» ESTRATTO DELLA PAGINA

* * * *

Luigi Di Maio (foto LaPresse)

Le maschere di Raggi e Appendino nascondono la vera natura del grillismo: le “monetine”

Claudio Cerasa
Di Maio si è augurato che dopo i fischi ricevuti da Confcommercio Renzi riceva una buona dose di monetine in testa. Il Movimento ha molti elettori per bene ma è una realtà che come un fungo trae la sua forza e la sua linfa dai peggiori concimi disseminati in giro per l’Italia.

Le monetine, già. Beppe Grillo è un grande comico e come tutti i grandi comici sa giocare magnificamente con le maschere portate in scena dai suoi personaggi. Le maschere dei comici hanno un’infinità di significati ma quando un attore presenta al suo pubblico una maschera si preoccupa prima di tutto di una cosa: rendere credibile ciò che si mostra e rendere almeno per un attimo invisibile ciò che si è. Quando la maschera funziona, chi la osserva viene conquistato da quel personaggio. Sorride. Viaggia. Si emoziona. Proietta se stesso in un altro mondo. A volte, persino, gli capita di sognare. Da questo punto di vista, almeno finora, lo show delle elezioni comunali è uno degli spettacoli meglio riusciti a Beppe Grillo e le belle maschere usate dal Movimento 5 stelle per far sognare il pubblico e proiettarlo in un mondo diverso stanno funzionando.

* * * *

» MATERIALE MOSTRATO
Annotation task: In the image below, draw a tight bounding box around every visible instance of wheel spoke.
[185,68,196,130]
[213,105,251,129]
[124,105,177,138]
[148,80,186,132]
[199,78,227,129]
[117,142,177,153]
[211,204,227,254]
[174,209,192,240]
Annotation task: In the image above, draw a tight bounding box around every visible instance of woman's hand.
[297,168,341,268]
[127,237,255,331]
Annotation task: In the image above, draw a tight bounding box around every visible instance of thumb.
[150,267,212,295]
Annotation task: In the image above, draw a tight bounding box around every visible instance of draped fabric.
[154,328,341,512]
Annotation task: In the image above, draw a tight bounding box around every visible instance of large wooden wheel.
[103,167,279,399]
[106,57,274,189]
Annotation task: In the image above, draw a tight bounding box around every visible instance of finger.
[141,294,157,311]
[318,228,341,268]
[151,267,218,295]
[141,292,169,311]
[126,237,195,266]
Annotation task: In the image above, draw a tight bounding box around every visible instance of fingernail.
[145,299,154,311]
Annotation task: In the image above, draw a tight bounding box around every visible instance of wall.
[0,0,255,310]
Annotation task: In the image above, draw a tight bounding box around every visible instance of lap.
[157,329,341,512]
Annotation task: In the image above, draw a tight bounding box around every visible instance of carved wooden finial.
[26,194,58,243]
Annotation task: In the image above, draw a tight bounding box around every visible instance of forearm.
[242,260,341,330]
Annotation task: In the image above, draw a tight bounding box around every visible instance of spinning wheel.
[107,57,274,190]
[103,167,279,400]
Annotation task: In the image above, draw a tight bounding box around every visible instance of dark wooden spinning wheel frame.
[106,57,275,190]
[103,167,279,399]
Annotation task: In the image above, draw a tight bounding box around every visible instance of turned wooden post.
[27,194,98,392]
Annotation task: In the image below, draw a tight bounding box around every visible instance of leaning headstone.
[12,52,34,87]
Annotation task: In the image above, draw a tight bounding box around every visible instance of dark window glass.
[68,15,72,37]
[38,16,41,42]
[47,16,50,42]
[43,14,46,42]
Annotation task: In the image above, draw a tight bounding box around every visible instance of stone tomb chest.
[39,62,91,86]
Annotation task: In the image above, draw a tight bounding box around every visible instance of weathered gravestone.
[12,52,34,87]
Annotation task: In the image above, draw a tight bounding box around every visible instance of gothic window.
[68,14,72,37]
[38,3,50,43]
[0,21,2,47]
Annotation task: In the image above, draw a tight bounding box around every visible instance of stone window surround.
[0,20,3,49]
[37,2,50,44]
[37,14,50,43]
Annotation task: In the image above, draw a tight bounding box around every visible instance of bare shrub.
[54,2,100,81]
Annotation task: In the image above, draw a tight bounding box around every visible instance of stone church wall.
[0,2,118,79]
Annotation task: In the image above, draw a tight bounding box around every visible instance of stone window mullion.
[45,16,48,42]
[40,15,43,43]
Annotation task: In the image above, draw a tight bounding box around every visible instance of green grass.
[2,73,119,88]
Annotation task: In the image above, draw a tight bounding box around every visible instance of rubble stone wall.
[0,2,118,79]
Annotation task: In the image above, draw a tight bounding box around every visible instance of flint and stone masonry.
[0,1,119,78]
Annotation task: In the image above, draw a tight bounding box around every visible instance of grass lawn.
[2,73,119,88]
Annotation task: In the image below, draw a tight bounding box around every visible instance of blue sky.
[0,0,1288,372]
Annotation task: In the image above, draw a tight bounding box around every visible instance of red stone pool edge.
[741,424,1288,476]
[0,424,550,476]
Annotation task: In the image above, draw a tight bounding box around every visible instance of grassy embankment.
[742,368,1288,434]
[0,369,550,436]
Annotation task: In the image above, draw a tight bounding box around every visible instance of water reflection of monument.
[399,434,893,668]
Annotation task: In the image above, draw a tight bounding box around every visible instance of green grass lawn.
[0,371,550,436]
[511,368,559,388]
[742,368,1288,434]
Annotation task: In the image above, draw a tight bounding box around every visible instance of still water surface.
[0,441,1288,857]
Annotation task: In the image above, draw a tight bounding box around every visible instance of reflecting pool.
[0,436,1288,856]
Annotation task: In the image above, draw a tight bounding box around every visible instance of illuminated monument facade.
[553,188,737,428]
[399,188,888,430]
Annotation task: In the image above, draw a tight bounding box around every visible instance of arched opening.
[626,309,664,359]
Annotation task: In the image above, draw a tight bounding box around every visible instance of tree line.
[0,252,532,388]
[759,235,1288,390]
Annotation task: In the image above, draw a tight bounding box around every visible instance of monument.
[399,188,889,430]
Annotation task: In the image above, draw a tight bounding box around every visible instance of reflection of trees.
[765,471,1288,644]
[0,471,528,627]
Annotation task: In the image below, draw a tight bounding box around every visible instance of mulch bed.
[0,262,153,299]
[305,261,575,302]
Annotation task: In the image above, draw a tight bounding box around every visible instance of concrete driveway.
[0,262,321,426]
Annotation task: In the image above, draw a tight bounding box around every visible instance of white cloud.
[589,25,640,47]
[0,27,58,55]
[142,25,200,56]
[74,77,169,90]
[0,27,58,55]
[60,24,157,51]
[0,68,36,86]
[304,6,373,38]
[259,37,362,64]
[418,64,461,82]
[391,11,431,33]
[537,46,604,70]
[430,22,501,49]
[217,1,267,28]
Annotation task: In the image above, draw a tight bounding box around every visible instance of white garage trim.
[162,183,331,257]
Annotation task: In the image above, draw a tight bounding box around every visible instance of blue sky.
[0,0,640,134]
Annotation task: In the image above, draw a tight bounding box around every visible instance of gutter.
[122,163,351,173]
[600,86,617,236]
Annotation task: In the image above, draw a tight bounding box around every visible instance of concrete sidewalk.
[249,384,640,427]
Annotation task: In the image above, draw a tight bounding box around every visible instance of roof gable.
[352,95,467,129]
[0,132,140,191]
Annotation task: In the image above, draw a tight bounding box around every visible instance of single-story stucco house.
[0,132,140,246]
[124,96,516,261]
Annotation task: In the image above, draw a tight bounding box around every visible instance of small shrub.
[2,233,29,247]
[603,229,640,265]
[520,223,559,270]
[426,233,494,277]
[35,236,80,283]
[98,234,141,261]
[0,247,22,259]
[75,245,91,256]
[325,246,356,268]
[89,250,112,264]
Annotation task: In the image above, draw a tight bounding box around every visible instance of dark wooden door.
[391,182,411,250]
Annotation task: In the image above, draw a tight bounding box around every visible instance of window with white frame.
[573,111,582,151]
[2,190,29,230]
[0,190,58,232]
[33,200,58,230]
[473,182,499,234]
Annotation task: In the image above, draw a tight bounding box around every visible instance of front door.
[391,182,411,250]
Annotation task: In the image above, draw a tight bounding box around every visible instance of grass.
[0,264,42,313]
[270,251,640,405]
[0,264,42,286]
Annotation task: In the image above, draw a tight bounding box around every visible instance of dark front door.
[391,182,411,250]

* * * *

» ELENCO DEI COMPITI
1. Riassumi l'estratto della pagina in due frasi.
2. Inserisci in una tabella Markdown con le colonne «N.» e «Riga» le righe delle voci, cominciando dalla prima e proseguendo fino alla riga che contiene "[174,209,192,240]", inclusa. Tralascia le righe vuote.
Il testo e le voci provengono da fonti diverse.

» RISPOSTE CORRETTE
1. Di Maio si è augurato che Renzi, dopo i fischi ricevuti da Confcommercio, riceva monetine in testa, e il Movimento, pur avendo molti elettori per bene, trae la sua forza dai peggiori concimi disseminati in Italia. Beppe Grillo, da grande comico, sa giocare con le maschere per rendere credibile ciò che si mostra, e finora le maschere usate dal Movimento 5 stelle nello show delle elezioni comunali stanno funzionando.

2.
| N. | Riga |
|---|---|
| 1 | Annotation task: In the image below, draw a tight bounding box around every visible instance of wheel spoke. |
| 2 | [185,68,196,130] |
| 3 | [213,105,251,129] |
| 4 | [124,105,177,138] |
| 5 | [148,80,186,132] |
| 6 | [199,78,227,129] |
| 7 | [117,142,177,153] |
| 8 | [211,204,227,254] |
| 9 | [174,209,192,240] |